PASSAGE TO READ
----------

CREATE HCATALOG SCHEMA
Define a schema for data stored in a Hive data warehouse using the HCatalog Connector. For more information, see Using the HCatalog Connector.
Most of the optional parameters are read out of Hadoop configuration files if available. If you copied the Hadoop configuration files as described in Configuring Vertica for HCatalog, you can omit most parameters. By default this statement uses the values specified in those configuration files. If the configuration files are complete, the following is a valid statement:
=> CREATE HCATALOG SCHEMA hcat;
If a value is not specified in the configuration files and a default is shown in the parameter list, then that default value is used.
Some parameters apply only if you are using HiveServer2 (the default). Others apply only if you are using WebHCat, a legacy Hadoop service. When using HiveServer2, use HIVESERVER2_HOSTNAME to specify the server host. When using WebHCat, use WEBSERVICE_HOSTNAME to specify the server host.
If you need to use WebHCat you must also set the HCatalogConnectorUseHiveServer2 configuration parameter to 0. See Apache Hadoop parameters.
After creating the schema, you can change many (but not all) parameters using ALTER HCATALOG SCHEMA.

----------

LISTED RECORDS
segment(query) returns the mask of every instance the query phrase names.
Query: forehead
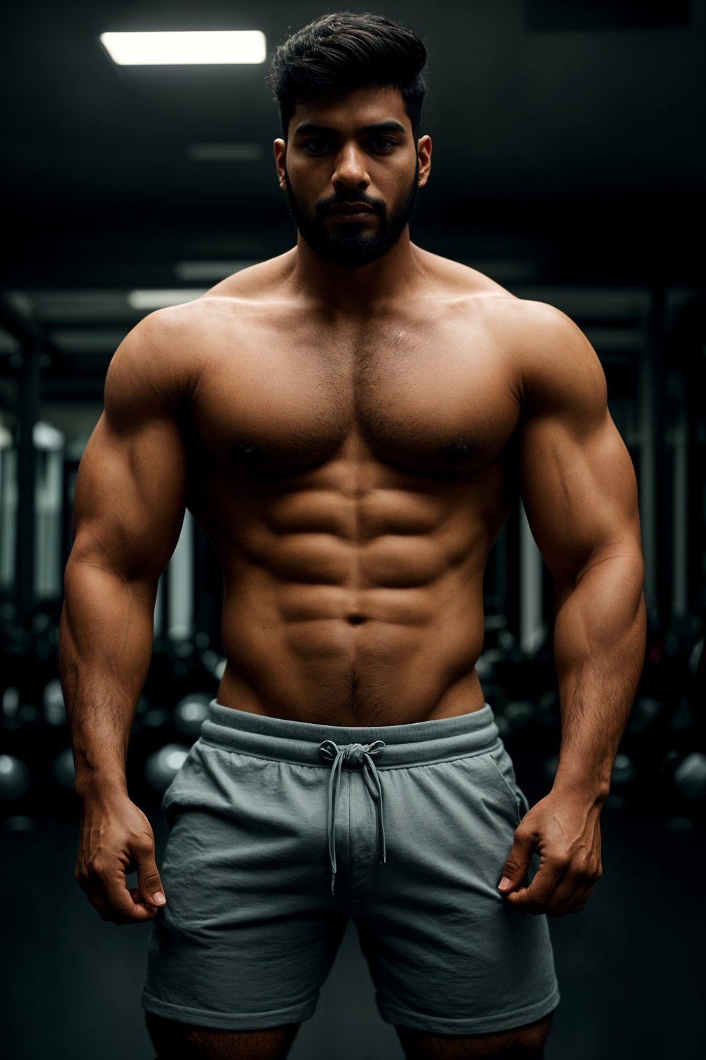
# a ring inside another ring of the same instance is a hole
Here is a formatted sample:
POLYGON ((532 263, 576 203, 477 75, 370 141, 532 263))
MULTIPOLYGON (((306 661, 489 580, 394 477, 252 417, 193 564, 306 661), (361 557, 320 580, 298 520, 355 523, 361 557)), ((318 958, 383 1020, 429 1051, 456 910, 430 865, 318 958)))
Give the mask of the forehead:
POLYGON ((412 123, 399 90, 394 85, 366 85, 344 94, 319 95, 312 100, 300 101, 290 119, 289 131, 294 134, 304 122, 346 131, 385 121, 400 122, 405 129, 412 131, 412 123))

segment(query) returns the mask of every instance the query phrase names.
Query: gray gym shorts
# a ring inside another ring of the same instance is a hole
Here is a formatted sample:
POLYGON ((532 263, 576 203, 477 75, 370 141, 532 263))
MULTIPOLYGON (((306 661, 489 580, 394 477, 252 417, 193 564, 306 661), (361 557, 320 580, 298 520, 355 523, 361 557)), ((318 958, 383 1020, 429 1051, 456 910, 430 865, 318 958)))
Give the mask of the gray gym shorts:
POLYGON ((351 728, 214 700, 162 806, 150 1012, 222 1030, 307 1020, 348 918, 387 1023, 481 1035, 559 1003, 546 917, 497 890, 528 803, 487 704, 351 728))

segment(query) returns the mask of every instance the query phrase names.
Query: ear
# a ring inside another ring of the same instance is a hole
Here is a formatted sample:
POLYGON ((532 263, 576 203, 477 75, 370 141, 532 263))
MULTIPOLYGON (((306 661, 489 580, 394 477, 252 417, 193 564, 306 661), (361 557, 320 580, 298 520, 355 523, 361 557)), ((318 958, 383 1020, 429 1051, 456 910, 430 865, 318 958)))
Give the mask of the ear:
POLYGON ((287 157, 287 144, 280 138, 273 143, 274 164, 277 170, 277 180, 283 191, 287 188, 287 177, 285 176, 285 160, 287 157))
POLYGON ((429 180, 432 169, 432 138, 419 137, 417 140, 417 156, 419 158, 419 187, 423 188, 429 180))

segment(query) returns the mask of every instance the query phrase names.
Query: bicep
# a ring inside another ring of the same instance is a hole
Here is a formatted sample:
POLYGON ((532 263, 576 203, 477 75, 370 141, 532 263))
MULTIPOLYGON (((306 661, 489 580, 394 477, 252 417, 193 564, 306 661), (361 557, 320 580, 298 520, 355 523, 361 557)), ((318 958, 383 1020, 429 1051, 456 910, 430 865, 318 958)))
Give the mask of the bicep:
POLYGON ((156 583, 184 518, 187 460, 159 365, 126 340, 111 361, 105 410, 74 491, 72 559, 156 583))
POLYGON ((565 349, 533 381, 519 448, 527 520, 560 593, 592 562, 639 551, 635 473, 602 368, 575 325, 563 332, 565 349))

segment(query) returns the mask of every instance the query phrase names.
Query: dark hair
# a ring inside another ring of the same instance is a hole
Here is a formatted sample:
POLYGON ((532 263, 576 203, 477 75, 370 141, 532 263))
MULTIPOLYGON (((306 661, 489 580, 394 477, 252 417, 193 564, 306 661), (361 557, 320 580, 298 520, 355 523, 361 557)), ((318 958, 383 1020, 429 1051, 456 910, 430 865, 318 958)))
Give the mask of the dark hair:
POLYGON ((268 81, 287 139, 297 103, 344 94, 362 85, 394 86, 419 136, 427 49, 419 37, 381 15, 339 11, 293 33, 270 56, 268 81))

----------

WRITTEN TASK
Translate this sentence from the HCatalog schema page into Spanish: "After creating the schema, you can change many (but not all) parameters using ALTER HCATALOG SCHEMA." The entries play no part in this exercise.

RESPONSE TO THIS EXERCISE
Después de crear el esquema, puede cambiar muchos parámetros (pero no todos) mediante ALTER HCATALOG SCHEMA.